EXCLUSIVE: Witness at Montgomery Co. officer's side after he was fatally struck speaks with FOX 5
GAITHERSBURG, Md. - It was a sad day for the Montgomery County Police Department and the community it serves. Officer Noah Leotta died Thursday after he was struck last week while conducting a traffic stop.
A witness who saw the officer that night and was at his side after he was hit spoke with FOX 5 about the tragic incident.
Kevin Beltran said he was simply driving slowly as he watched Leotta pull over a man for suspected drunk driving. He said he was drawn to look by the police cruiser's lights. But in just an instant, another car rammed into the cruiser and the officer was nowhere to be seen.
"I kept telling him, 'Stay with us. Stay with us. Stay with us,'" Beltran recalled.
He was in a car with his friends on Rockville Pike last Thursday evening when he saw the Leotta violently hit by an oncoming car.
"I was shocked," he said. "I was like, 'Where did he go?' I thought he was gone, but he was on the ground."
Officer Leotta was standing between his cruiser's seat and the car door, and according to witnesses, he was flung in the air and his door pushed against the hood of his car.
"He was having trouble breathing," said Beltran. "We started taking off his vest because I said maybe he has broken ribs, so that weight needs to be opened up."
He held onto Leotta's hand as he lied bleeding and virtually unresponsive.
"When I first grabbed it, it was racing and slowly started slowing down, so I was trying to keep him awake," said Beltran. "I was like, 'Stay with me, stay with me.' It really broke me because it looked like he knew he wasn't going to make it."
Police believe 47-year-old Luis Gustavo Reluzco had smoked marijuana and had been drinking at a restaurant for hours before he got behind the wheel of a Honda CRV.
Beltran said Reluzco never got out of the car.
We knocked at Reluzco's door at his home, but no one answered. However, his mother was at her Olney home.

■ Explore the material ■
1. Transcribe the article about Officer Leotta, giving everything from "Police believe 47-year-old" down to "a Honda CRV.".
2. Decide whether each statement agrees with the article about Officer Leotta, answering yes or no and quoting the deciding words: (a) Leotta died on a Thursday; (b) Beltran was alone in his car when he saw Leotta struck; (c) Beltran said Reluzco got out of his car after the crash.

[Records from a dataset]
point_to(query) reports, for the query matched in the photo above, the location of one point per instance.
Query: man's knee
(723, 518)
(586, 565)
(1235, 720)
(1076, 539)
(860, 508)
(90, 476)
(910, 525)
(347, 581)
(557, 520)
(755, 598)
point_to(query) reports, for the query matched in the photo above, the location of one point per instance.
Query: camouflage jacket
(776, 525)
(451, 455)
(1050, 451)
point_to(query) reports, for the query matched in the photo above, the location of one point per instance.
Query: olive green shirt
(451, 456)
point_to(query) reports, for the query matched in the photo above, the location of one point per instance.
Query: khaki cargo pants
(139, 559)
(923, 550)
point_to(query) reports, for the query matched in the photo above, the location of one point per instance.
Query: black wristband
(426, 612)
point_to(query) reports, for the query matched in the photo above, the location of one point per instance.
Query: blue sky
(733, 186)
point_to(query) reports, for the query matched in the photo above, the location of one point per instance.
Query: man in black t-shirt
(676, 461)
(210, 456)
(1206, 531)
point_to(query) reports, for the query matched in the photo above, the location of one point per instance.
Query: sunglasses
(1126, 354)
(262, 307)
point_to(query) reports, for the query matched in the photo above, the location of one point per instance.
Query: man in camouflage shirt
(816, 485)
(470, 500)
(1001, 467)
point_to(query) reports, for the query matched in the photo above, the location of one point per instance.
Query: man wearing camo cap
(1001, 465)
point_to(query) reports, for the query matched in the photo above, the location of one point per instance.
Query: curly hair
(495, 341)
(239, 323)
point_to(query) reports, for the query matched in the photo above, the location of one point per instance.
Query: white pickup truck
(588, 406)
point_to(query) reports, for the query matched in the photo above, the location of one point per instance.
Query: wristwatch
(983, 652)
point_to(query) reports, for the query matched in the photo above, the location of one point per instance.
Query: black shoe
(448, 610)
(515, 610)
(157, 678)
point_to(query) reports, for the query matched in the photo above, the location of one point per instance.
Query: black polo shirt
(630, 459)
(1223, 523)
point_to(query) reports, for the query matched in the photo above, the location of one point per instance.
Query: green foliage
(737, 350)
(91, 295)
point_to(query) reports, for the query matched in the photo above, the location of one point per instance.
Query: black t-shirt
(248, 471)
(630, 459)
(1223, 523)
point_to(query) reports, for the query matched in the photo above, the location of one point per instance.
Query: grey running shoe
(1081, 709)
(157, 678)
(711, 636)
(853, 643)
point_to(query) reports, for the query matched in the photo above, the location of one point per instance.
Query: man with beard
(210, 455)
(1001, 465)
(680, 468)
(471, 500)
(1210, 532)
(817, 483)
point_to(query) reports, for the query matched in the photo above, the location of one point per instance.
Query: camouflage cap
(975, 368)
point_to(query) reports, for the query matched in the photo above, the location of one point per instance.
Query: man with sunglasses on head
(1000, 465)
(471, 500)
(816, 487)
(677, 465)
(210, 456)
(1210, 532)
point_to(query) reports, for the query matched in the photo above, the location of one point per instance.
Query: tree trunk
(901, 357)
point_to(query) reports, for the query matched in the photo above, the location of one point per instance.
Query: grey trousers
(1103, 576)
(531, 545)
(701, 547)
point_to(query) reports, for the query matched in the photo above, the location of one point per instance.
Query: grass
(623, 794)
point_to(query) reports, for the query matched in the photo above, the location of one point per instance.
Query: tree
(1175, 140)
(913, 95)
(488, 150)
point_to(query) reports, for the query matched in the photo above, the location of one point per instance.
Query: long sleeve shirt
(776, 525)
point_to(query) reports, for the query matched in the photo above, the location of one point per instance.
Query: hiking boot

■ Answers for each item ■
1.
Police believe 47-year-old Luis Gustavo Reluzco had smoked marijuana and had been drinking at a restaurant for hours before he got behind the wheel of a Honda CRV.

2.
(a) Yes: "Officer Noah Leotta died Thursday after he was struck last week while conducting a traffic stop."
(b) No: "He was in a car with his friends on Rockville Pike last Thursday evening"
(c) No: "Beltran said Reluzco never got out of the car."